| EXCERTO FORNECIDO |
□ □ □ □ □

Atravessamos a maior crise nos serviços de urgência (SU), e no SNS em geral, de que há memória.
A razão imediata é a recusa dos médicos em realizarem mais horas extraordinárias nos SU para além das 150 a que estão legalmente obrigados. Mas as razões são bem mais profundas do que isso, e traduzem, de uma forma simplificada, descontentamento (com salários que foram sendo progressivamente reduzidos proporcionalmente ao custo de vida, ano após ano; com condições de trabalho cada vez mais depauperadas; com falta de equipamento e/ou material apropriado; com ausência de boas lideranças; com acréscimo de trabalho administrativo e burocrático; etc.).
Houve um conjunto de sinais que foram sendo transmitidos pelos médicos nestes últimos anos e que os governantes ou não perceberam ou não quiseram perceber e que levaram a este extremo: um conjunto significativo de vagas em concursos que ficaram por preencher; rescisões em quase todas as instituições de saúde, com saída para o sistema privado e/ou para o estrangeiro; artigos de opinião (nomeadamente do atual Diretor Executivo do SNS) com criticas ao sistema e alertas; e, ainda menos subtis, as diversas greves e outras formas de protesto. A estes sinais (que qualquer um veria) só faltou, até agora, a redução do número de candidatos às vagas nos cursos de medicina, mas para lá caminharemos…
A agravar a tudo isto, estamos no pico máximo da curva das reformas anuais dos médicos, por idade, consequência de um número elevado de pessoas formadas nos anos revolucionários, seguidos de um enorme estrangulamento dessas mesmas vagas no início da década de 80.
Em resumo, temos no mesmo momento temporal uma classe profissional do SNS que está descontente, por múltiplos fatores, e, simultaneamente, um número muito elevado de saídas desses profissionais (reforma, privada, estrangeiro).

□ □ □ □ □

| REGISTOS EXTRAÍDOS |
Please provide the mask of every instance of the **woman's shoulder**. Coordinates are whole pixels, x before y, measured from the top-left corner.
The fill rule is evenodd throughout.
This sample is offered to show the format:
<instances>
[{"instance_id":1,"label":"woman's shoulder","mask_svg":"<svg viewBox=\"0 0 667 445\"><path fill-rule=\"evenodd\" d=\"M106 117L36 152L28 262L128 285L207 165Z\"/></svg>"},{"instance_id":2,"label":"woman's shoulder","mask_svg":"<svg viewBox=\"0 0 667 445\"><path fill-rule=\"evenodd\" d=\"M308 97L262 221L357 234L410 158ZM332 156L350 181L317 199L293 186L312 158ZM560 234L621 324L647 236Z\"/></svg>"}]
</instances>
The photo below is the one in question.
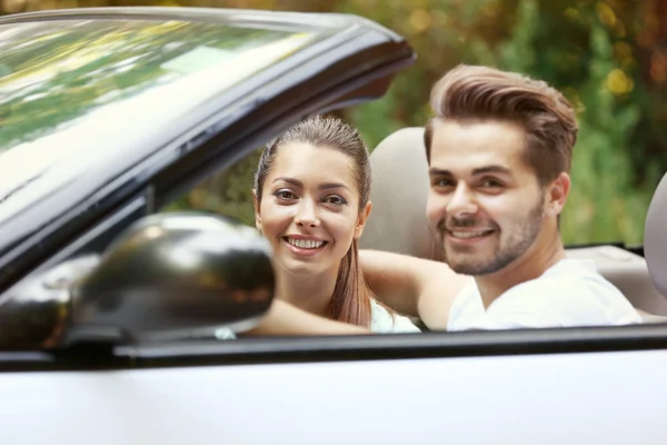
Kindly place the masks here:
<instances>
[{"instance_id":1,"label":"woman's shoulder","mask_svg":"<svg viewBox=\"0 0 667 445\"><path fill-rule=\"evenodd\" d=\"M370 300L370 330L378 334L421 332L408 317L391 314L375 299Z\"/></svg>"}]
</instances>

□ □ □ □ □

| INSTRUÇÃO DA TAREFA 1 |
Traduza para inglês esta frase do excerto fornecido: "Em resumo, temos no mesmo momento temporal uma classe profissional do SNS que está descontente, por múltiplos fatores, e, simultaneamente, um número muito elevado de saídas desses profissionais (reforma, privada, estrangeiro)."
| INSTRUÇÃO DA TAREFA 2 |
Transcreva do excerto fornecido o trecho que começa nas palavras "Atravessamos a maior" e termina depois das palavras "e burocrático; etc.).".

| RESULTADO DO EXERCÍCIO 1 |
In short, we have, at the same point in time, a professional class within the SNS that is discontented, for multiple reasons, and, simultaneously, a very high number of departures of those professionals (retirement, private sector, abroad).

| RESULTADO DO EXERCÍCIO 2 |
Atravessamos a maior crise nos serviços de urgência (SU), e no SNS em geral, de que há memória.
A razão imediata é a recusa dos médicos em realizarem mais horas extraordinárias nos SU para além das 150 a que estão legalmente obrigados. Mas as razões são bem mais profundas do que isso, e traduzem, de uma forma simplificada, descontentamento (com salários que foram sendo progressivamente reduzidos proporcionalmente ao custo de vida, ano após ano; com condições de trabalho cada vez mais depauperadas; com falta de equipamento e/ou material apropriado; com ausência de boas lideranças; com acréscimo de trabalho administrativo e burocrático; etc.).